- **Do this**
Render every entry verbatim.

- **Entries**
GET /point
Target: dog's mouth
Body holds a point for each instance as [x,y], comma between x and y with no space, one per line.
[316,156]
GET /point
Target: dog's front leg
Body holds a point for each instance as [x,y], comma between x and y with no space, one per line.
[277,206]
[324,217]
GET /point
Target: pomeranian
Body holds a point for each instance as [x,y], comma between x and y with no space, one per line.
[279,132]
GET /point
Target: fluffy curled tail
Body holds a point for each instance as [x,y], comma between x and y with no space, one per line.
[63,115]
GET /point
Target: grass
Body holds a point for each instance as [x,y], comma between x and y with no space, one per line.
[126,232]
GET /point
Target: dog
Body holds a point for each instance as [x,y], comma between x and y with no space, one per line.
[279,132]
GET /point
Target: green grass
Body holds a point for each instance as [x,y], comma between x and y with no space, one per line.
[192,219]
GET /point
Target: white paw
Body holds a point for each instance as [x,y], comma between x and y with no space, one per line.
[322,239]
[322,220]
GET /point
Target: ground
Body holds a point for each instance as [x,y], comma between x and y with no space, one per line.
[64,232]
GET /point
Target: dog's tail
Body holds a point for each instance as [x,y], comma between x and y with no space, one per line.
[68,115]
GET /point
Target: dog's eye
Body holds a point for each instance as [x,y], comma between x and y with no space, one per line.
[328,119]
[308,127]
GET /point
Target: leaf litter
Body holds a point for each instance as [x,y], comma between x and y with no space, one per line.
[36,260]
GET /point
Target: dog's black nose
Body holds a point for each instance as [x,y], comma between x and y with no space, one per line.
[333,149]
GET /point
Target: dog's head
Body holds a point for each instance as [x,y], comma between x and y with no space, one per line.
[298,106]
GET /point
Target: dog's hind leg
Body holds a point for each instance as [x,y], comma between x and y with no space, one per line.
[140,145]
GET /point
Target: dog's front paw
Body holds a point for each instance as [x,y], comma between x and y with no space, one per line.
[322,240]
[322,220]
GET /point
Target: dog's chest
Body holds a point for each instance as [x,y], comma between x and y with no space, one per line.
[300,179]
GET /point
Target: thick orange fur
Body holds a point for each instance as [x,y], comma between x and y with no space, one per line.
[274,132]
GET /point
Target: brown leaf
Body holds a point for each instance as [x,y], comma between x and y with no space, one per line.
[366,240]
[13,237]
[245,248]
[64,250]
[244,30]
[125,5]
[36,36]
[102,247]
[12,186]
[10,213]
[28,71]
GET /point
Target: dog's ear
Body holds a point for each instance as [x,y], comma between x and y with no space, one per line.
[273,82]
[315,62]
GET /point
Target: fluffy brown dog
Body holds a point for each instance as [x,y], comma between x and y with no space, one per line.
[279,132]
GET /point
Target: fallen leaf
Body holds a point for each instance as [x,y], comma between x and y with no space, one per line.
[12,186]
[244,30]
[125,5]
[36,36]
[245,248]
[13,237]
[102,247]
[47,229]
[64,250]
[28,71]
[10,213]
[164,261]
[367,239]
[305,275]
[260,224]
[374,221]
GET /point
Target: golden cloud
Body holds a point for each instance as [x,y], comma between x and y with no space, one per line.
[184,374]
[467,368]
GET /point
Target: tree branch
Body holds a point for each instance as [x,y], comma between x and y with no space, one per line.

- **Solution**
GET /point
Target: dog's mouth
Body holds a point for each instance as [x,y], comma between x and y with no space, one per line.
[316,156]
GET /point
Target: dog's front leg
Body holds a point for each instance as [x,y], comma between x and y with no space, one per line.
[277,206]
[324,217]
GET /point
Target: pomeranian
Body holds a point for each instance as [x,y], comma between x and y with no space, one per line.
[279,132]
GET /point
Target: fluffy curled tail
Body holds a point for each instance as [x,y], comma between x and y with no space, one per line.
[63,115]
GET /point
Target: grass
Body holds a point for each instance as [x,y], comma between x and y with no space, one per line.
[126,232]
GET /point
Target: dog
Body holds a point for each instance as [x,y], comma between x and y with no space, one per line.
[279,132]
GET /point
Target: green grass
Body holds a point for each instance as [x,y], comma between x and y with no space, one per line.
[192,219]
GET /point
Target: white paw
Body holds a point for each instance as [x,y], comma between x and y with no space, one per line.
[322,239]
[322,220]
GET /point
Target: ground
Body holds a point for each instance as [x,y], comma between x and y with no space, one per line.
[64,232]
GET /point
Target: dog's tail
Body holds a point for each instance as [x,y], comma between x and y with no space, one per line.
[68,115]
GET /point
Target: dog's eye
Body holds a point for each instance as [x,y], comma between x and y with no space, one per line.
[328,119]
[308,127]
GET /point
Target: leaf litter
Body holds a point for each instance as [x,y], comma between x and y with no space, one per line.
[36,260]
GET /point
Target: dog's black nose
Body holds a point for each instance as [x,y], comma between x and y with no space, one per line.
[333,149]
GET /point
Target: dog's head
Body holds a point for each instance as [x,y], comma between x and y with no space, one per line.
[298,106]
GET /point
Target: dog's hind leg
Body holds a point for each instance as [x,y], comma between x and y with no space, one per line.
[140,145]
GET /point
Target: dog's front paw
Body holds a point for each instance as [x,y], comma between x and y with no space, one per line.
[322,240]
[322,220]
GET /point
Target: dog's chest
Body holds a point for each instance as [x,y], comma between x and y with no space, one per line.
[300,179]
GET /point
Target: thick orange fur
Body holds a point for each instance as [x,y], comma between x and y with no space, one per line.
[274,132]
GET /point
Target: brown leaf
Body holds a point for each instance as [x,y], comma between x and y with no space, one per line.
[366,240]
[13,237]
[245,248]
[64,250]
[244,30]
[125,5]
[36,36]
[102,247]
[12,186]
[10,213]
[28,71]
GET /point
Target: dog's ear
Body holds a point for each instance as [x,y], comma between x and y with no space, one per line.
[273,82]
[315,62]
GET /point
Target: fluffy brown dog
Body holds a point for each instance as [x,y], comma between x and y with no space, one per line.
[279,132]
GET /point
Target: fallen leaf
Body holds a point for each instance as [x,y], comma between x and y with no space, one per line.
[12,186]
[244,30]
[125,5]
[36,36]
[245,248]
[13,237]
[102,247]
[47,229]
[64,250]
[28,71]
[10,213]
[164,261]
[367,239]
[305,275]
[260,224]
[374,221]
GET /point
Target: golden cloud
Body holds a point for each instance as [x,y], comma between x and y with no space, one per line.
[184,374]
[467,368]
GET /point
Target: tree branch
Body holds a point for each instance as [x,y], comma between x and y with no space, one per line.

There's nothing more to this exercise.